-- THE TASK --
Exclude the pictures; give every entry again exactly as written.

┏━━

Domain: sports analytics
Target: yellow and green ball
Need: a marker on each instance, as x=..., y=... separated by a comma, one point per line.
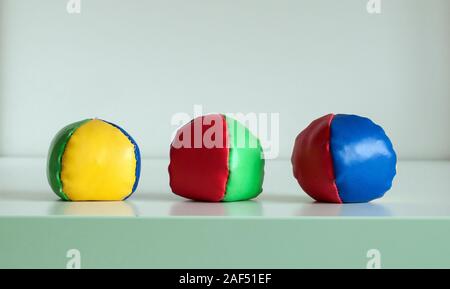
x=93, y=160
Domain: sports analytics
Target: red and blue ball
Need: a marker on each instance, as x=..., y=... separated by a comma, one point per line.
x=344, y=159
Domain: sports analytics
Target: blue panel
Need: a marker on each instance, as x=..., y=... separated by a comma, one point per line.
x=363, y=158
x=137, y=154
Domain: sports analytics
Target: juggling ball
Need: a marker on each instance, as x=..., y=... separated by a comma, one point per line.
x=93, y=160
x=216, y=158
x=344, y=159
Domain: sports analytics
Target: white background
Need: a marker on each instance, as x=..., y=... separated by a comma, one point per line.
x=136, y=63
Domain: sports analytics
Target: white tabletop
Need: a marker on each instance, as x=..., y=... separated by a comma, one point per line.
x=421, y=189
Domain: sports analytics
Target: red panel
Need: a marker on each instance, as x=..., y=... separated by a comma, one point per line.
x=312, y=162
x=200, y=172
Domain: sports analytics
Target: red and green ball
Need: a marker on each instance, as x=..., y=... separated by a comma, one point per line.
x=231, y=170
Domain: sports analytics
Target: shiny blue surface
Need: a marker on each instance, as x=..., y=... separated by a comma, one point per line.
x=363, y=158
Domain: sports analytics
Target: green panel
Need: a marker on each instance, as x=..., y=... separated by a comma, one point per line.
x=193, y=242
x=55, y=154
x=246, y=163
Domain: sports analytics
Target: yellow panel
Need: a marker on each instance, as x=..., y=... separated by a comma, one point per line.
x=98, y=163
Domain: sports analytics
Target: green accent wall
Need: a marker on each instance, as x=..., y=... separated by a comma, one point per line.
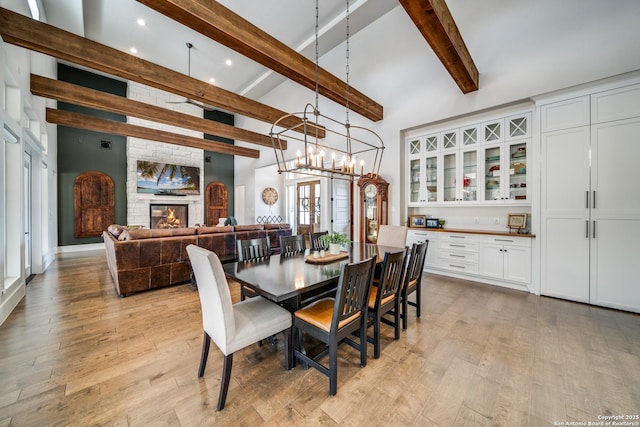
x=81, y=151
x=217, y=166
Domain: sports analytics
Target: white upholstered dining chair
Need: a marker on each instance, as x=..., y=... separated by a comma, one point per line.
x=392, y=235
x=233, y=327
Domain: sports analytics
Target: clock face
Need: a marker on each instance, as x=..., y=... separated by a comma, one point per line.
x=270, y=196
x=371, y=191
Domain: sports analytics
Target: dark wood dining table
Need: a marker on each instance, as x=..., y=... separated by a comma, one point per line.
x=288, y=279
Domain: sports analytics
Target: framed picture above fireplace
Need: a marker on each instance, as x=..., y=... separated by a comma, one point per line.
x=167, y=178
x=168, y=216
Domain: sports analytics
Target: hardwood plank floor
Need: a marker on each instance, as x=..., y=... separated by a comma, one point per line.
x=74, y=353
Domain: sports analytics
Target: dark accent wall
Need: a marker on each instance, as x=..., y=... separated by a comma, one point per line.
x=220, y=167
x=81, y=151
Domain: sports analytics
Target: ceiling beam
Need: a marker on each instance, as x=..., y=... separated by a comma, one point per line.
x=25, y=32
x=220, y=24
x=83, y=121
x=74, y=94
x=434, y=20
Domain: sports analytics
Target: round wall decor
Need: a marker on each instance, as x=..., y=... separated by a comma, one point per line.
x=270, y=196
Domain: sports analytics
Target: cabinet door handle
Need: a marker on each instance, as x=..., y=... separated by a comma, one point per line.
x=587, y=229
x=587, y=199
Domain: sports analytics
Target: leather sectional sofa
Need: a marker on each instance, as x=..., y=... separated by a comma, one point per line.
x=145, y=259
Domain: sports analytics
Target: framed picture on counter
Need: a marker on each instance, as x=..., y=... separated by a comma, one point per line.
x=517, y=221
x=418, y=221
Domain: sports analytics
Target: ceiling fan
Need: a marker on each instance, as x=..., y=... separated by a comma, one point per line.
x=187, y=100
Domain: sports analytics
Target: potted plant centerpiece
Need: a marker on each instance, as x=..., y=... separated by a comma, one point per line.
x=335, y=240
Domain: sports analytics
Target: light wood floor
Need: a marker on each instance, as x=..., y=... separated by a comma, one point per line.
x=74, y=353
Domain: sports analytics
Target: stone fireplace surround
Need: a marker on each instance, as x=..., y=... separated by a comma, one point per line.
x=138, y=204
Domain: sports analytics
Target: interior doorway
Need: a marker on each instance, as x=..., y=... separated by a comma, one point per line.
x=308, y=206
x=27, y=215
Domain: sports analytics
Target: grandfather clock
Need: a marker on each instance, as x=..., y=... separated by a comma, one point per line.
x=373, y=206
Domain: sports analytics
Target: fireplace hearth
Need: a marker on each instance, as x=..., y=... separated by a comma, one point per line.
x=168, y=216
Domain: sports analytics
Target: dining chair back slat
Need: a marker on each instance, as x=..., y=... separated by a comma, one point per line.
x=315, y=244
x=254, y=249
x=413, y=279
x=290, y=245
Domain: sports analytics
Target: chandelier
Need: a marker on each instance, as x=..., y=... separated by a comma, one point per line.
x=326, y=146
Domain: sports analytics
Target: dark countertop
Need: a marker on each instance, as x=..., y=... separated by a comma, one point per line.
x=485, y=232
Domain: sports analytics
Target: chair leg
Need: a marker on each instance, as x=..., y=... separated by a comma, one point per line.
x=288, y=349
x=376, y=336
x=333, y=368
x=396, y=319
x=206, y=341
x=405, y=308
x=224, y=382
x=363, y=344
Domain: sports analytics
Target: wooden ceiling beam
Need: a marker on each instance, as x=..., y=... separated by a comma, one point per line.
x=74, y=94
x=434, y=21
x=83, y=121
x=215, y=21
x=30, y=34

┗━━

-- EXERCISE ANSWER --
Domain: sports analytics
Target: yellow and green ball
Need: a marker on each instance, as x=..., y=... separated by a comma, one point per line.
x=93, y=160
Domain: sports analytics
Target: red and blue ball
Need: a marker on each instance, as x=..., y=... separated by a comma, one point per line.
x=344, y=159
Domain: sports analytics
Target: blue panel
Need: a marker on each instance, as x=..., y=... separated by a comma, one point per line.
x=363, y=158
x=137, y=154
Domain: sports analytics
Target: juggling ball
Need: a marker on each instance, as x=..., y=... separated by a comma, one point per line.
x=93, y=160
x=216, y=158
x=344, y=159
Domain: sports analytics
Target: white background
Need: a marker on each instance, as x=..., y=... separated by a comma, one point per line.
x=136, y=63
Domain: sports analytics
Target: white tabletop
Need: a marker on each instance, as x=..., y=... separated by a comma, one point per line.
x=421, y=189
Domain: sports analytics
Target: red panel
Need: a marker on each instance, as x=..., y=... separated by a comma, one point per line.
x=312, y=162
x=200, y=172
Domain: sports analytics
Target: red and green ball
Need: a marker on each instance, as x=..., y=... separated by a comma, one point per line.
x=231, y=170
Domain: sports analytics
Target: shiny blue surface
Need: a marker on each instance, as x=..., y=... separated by a comma, one point per line.
x=363, y=158
Domain: sports analytics
Target: green panel
Need: a marker on each instance, as x=..., y=... separated by a comma, one point per line.
x=193, y=242
x=55, y=154
x=246, y=163
Domain: sports analytics
Target: yellow panel
Need: a marker on each instance, as x=..., y=... separated by a comma, one point per line.
x=98, y=163
Domain: sports analytics
Target: green accent wall
Need: a marker on each instance, as x=..., y=... separated by a comma, one point per line.
x=81, y=151
x=217, y=166
Domain: sports analytics
Target: white upholstered dining chair
Need: a marker on each instance, as x=..., y=... separated by a comma, one point per line.
x=392, y=235
x=233, y=327
Domain: sports analytics
Target: clock face
Need: a marker on each instance, as x=..., y=... separated by a comma, one point per line.
x=270, y=196
x=371, y=191
Domain: sports analytics
Target: dark wood dining table
Need: a marker on each instance, as x=..., y=... separated by a comma, one point per line.
x=288, y=279
Domain: sports analytics
Target: framed picture above fireplace
Need: a marker on each instance, as x=..., y=... separated by a comma, one point per line.
x=167, y=178
x=168, y=216
Domain: sports analytics
Target: hardwood plank floor
Need: a marker on each instance, as x=..., y=... separated by a comma, one point per line.
x=74, y=353
Domain: sports analytics
Target: dark accent wall
Need: a marker on each instance, as x=..., y=... separated by a comma, one point per line.
x=220, y=167
x=81, y=151
Domain: sports analytics
Target: ceiling beam
Need: a marker on each instance, as x=..., y=... separated by a comma, one point per line.
x=25, y=32
x=220, y=24
x=83, y=121
x=74, y=94
x=434, y=20
Domain: sports analytics
Target: round wall decor
Need: a marker on each instance, as x=..., y=... separated by a comma, one point per line.
x=270, y=196
Domain: sports analytics
Target: cabinet door handle
Need: a marker on each instance, as x=..., y=... separated by a comma, one point per line.
x=587, y=229
x=587, y=199
Domain: sports analytics
Target: leather sectional sofa
Need: a marker on each instance, as x=..., y=... separated by a comma, one point per line.
x=145, y=259
Domain: sports analytics
Target: framed picture on counter
Need: a marker on each instance, as x=..., y=... separated by a comma, one point per line.
x=517, y=221
x=418, y=221
Domain: sports analytics
Target: ceiling fan
Need: a marker on each instance, as x=..., y=... separated by a comma, one point per line.
x=187, y=100
Domain: sports analytics
Target: potted plant centerpiece
Need: a marker on each instance, as x=..., y=... separated by a comma, one point per line.
x=335, y=240
Domain: sports analytics
Target: light wood floor
Need: a marker on each instance, as x=..., y=... separated by a comma, one point per line.
x=74, y=353
Domain: sports analytics
Target: stone fireplace surround
Need: a marker on each instance, as x=..., y=... separated by a comma, one point per line.
x=138, y=204
Domain: sports analytics
Target: interior doorway
Need: a marker on each instance, as x=..., y=... separated by a comma, one point per line.
x=308, y=206
x=27, y=215
Domain: sports analytics
Target: grandfather clock
Need: a marker on each instance, as x=..., y=... separated by a comma, one point per line.
x=373, y=206
Domain: sports analytics
Target: fireplace hearth
Need: a marker on each instance, as x=..., y=... separated by a comma, one point per line.
x=168, y=216
Domain: sports analytics
Target: dining chair back slat
Need: a marker on each instance, as x=..., y=... separated by a comma, one point per line.
x=315, y=244
x=254, y=249
x=413, y=279
x=290, y=245
Domain: sports analytics
Target: chandelier
Need: a marker on each instance, as x=..., y=... separated by a comma, one point per line.
x=326, y=146
Domain: sports analytics
Target: dark countertop
Need: a marker on each instance, as x=..., y=... separated by a comma, one point per line.
x=485, y=232
Domain: sports analytics
Target: chair leg
Need: a marker on each instance, as x=..., y=... separated by a comma, one point per line.
x=288, y=349
x=376, y=336
x=333, y=368
x=396, y=319
x=206, y=341
x=405, y=308
x=224, y=382
x=363, y=344
Domain: sports analytics
Target: wooden ceiling beam
Need: a marker on each instance, as x=..., y=... separated by a comma, one point per line.
x=74, y=94
x=434, y=21
x=83, y=121
x=215, y=21
x=30, y=34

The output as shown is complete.